▸ REQUIREMENT
Each entry has to be given again in its exact wording, and no picture may appear in the result.

▸ SOURCE DATA
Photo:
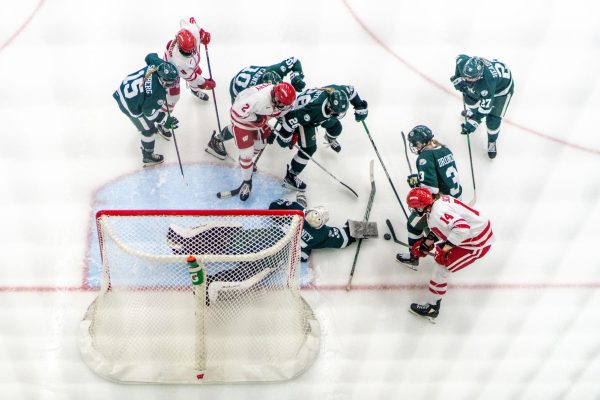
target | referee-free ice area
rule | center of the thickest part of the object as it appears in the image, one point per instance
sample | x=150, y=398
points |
x=522, y=323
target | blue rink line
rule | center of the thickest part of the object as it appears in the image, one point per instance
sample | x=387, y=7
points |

▸ SOLUTION
Photo:
target | referee-free ice area
rule | center of the thickest part of the object as it appears in the image, one point per instance
sample | x=150, y=398
points |
x=522, y=323
target | blue rink line
rule | center of the thickest part of the object as it appears in the image, one point per instance
sample | x=387, y=7
points |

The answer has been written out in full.